▶ **Task directions**:
From the line that contains "Query: green leaf" to the last line of the entries, set down each line exactly as written, both ends included, with nothing else.

BEGIN

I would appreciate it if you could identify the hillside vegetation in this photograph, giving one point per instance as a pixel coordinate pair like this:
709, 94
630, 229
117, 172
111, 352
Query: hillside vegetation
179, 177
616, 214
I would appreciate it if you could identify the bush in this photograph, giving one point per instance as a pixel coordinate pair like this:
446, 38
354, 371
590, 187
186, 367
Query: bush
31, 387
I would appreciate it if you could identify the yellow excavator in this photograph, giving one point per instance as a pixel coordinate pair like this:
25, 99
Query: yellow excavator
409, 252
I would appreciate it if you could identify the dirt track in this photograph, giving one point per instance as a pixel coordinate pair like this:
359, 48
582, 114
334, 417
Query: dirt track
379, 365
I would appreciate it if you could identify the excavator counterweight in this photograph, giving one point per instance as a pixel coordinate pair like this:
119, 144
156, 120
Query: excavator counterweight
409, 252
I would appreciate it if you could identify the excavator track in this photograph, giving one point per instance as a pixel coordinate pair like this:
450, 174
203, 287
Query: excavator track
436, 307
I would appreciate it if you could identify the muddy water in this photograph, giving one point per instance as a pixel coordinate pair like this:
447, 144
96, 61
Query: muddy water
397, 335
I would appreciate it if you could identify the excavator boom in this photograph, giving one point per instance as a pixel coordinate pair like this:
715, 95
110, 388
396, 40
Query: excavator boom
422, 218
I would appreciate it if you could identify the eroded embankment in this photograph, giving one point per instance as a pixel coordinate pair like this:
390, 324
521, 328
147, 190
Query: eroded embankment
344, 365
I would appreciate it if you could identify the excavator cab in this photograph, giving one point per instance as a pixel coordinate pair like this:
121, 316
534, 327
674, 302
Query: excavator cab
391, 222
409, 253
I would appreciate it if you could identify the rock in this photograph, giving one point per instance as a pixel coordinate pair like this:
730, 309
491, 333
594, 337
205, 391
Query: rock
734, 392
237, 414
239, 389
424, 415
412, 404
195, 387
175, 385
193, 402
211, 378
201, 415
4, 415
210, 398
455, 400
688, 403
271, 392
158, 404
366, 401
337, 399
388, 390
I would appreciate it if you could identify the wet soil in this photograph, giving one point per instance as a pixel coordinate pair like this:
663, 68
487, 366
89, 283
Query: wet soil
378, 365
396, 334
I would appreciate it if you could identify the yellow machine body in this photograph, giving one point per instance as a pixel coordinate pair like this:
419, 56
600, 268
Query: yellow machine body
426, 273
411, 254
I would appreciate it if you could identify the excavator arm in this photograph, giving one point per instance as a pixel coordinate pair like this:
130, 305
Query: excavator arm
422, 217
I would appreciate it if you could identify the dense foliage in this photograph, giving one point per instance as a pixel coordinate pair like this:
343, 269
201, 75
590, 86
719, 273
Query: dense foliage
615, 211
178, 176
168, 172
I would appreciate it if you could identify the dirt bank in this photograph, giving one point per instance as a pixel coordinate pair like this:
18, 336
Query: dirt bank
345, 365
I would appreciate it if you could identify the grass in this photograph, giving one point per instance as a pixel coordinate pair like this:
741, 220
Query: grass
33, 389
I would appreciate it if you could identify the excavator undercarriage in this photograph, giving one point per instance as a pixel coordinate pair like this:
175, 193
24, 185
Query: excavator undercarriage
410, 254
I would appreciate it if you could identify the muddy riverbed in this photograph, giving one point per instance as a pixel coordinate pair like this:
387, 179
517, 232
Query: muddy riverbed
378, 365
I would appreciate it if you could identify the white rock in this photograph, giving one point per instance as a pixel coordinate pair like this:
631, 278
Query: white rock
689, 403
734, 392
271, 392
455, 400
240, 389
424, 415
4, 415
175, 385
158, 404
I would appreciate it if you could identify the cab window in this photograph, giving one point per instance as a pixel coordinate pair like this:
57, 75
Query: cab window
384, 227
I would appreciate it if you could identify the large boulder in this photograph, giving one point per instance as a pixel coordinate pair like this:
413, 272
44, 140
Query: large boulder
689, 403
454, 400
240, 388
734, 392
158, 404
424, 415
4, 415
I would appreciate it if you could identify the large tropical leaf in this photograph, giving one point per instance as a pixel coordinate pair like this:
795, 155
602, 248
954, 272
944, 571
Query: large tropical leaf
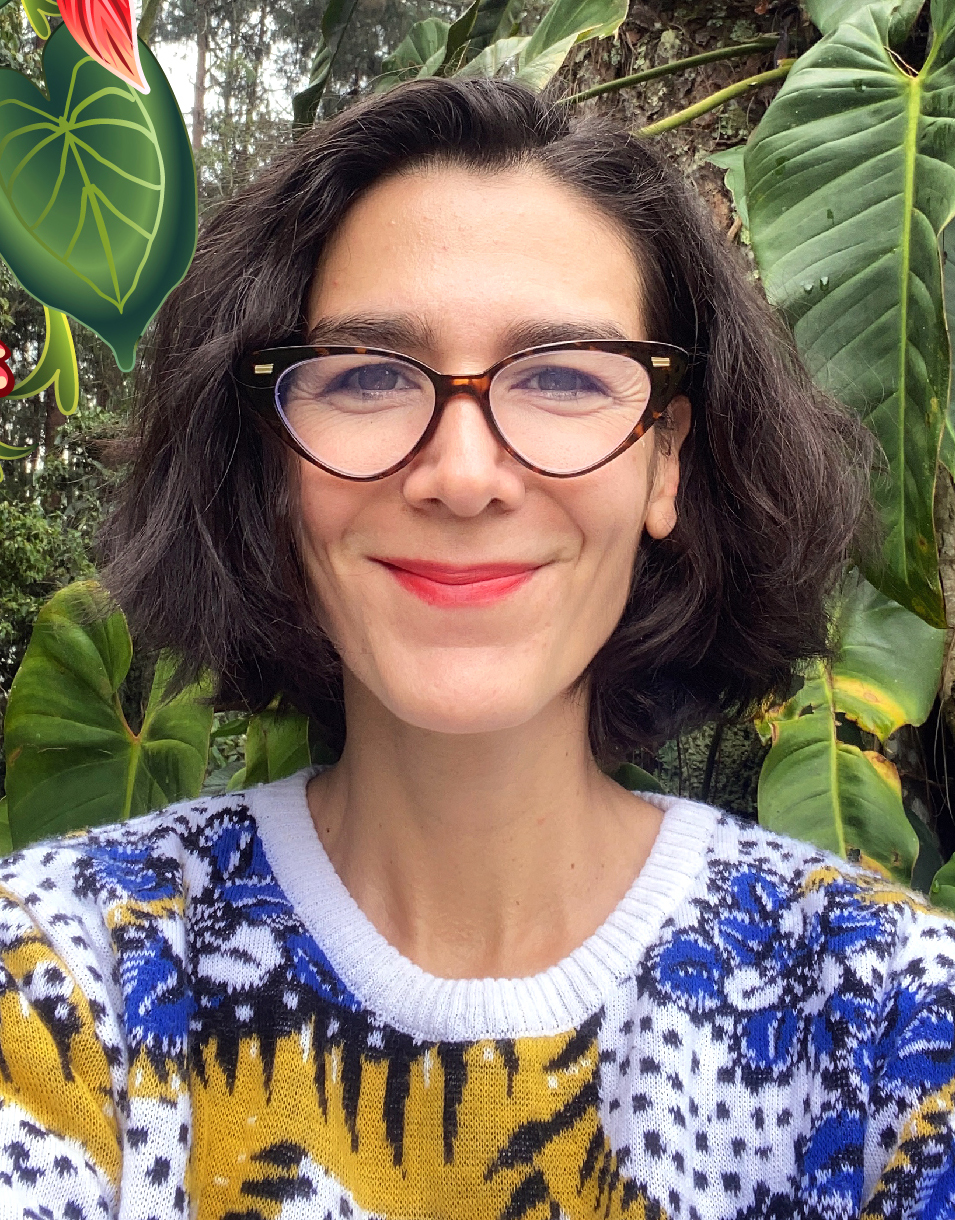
564, 25
828, 15
478, 27
72, 758
848, 800
489, 61
98, 200
850, 178
819, 787
334, 22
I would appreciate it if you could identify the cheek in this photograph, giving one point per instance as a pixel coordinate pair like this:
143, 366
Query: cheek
612, 514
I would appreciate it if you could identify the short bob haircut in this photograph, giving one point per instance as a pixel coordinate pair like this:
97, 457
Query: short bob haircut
201, 549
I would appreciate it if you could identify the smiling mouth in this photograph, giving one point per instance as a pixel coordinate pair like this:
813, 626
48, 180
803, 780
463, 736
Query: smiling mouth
450, 584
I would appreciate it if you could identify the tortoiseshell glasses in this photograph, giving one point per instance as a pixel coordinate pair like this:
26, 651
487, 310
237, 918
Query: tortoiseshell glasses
564, 409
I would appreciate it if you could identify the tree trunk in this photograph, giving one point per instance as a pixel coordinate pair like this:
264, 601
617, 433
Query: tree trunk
656, 33
199, 96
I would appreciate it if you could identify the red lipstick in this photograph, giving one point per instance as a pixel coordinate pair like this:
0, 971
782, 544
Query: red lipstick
451, 584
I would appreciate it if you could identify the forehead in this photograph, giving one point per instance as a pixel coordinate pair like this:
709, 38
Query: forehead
471, 253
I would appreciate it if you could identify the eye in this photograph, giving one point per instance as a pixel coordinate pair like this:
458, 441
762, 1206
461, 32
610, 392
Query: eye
560, 381
377, 378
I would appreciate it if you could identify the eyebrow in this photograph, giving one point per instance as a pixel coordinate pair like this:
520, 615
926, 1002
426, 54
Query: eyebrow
411, 333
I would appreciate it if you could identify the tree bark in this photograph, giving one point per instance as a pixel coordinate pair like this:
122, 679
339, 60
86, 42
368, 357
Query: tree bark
658, 33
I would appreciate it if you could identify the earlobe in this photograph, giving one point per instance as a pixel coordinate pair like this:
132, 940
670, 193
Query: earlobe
661, 509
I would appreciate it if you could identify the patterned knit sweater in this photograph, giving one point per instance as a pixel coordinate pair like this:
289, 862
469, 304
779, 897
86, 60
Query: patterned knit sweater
196, 1020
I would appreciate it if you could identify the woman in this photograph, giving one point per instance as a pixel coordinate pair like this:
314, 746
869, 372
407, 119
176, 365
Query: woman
465, 433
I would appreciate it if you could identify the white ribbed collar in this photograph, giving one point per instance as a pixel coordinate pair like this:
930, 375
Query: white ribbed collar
407, 998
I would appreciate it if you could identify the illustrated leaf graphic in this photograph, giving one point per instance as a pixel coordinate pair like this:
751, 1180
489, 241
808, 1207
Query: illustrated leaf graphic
334, 22
56, 366
11, 453
98, 197
817, 787
276, 746
105, 29
6, 376
73, 760
39, 12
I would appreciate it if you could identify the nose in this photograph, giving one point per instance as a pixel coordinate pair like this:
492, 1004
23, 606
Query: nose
464, 466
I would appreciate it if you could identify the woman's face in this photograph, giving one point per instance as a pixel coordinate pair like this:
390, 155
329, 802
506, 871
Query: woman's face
459, 270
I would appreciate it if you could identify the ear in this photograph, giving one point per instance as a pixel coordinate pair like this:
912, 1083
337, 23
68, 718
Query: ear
661, 505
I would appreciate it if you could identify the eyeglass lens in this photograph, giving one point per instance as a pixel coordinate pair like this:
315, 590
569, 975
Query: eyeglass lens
562, 411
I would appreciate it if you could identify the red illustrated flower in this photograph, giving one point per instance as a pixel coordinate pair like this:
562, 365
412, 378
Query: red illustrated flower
6, 377
105, 29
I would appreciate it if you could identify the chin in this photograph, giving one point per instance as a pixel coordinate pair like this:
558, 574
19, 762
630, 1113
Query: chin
468, 698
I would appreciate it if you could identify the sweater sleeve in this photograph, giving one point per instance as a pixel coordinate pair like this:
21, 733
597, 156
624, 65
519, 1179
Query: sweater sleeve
910, 1146
60, 1149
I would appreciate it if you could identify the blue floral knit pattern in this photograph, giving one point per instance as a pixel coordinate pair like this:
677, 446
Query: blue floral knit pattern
176, 1041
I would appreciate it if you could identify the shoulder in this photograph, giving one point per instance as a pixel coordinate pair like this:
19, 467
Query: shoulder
775, 898
764, 902
148, 861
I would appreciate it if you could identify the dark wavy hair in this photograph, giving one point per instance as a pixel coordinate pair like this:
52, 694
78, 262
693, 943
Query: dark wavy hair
200, 550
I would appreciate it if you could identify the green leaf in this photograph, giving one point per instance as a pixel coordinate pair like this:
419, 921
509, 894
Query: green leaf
276, 746
732, 161
812, 785
334, 22
828, 15
72, 758
98, 200
6, 842
421, 53
11, 453
634, 778
850, 178
38, 11
888, 666
947, 243
477, 28
564, 25
56, 366
843, 799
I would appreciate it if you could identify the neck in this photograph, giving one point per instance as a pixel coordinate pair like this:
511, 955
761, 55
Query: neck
479, 855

END

▶ **Result of the exercise**:
Query: green leaf
276, 746
732, 161
812, 785
334, 22
828, 15
72, 758
98, 200
6, 842
421, 53
11, 453
634, 778
850, 178
38, 11
888, 666
947, 243
477, 28
564, 25
56, 366
843, 799
I would appreciate it if you could identify the neck in this photograph, giving one point per instance as a pixel coordinate pair like this:
511, 955
761, 55
Query: neck
479, 855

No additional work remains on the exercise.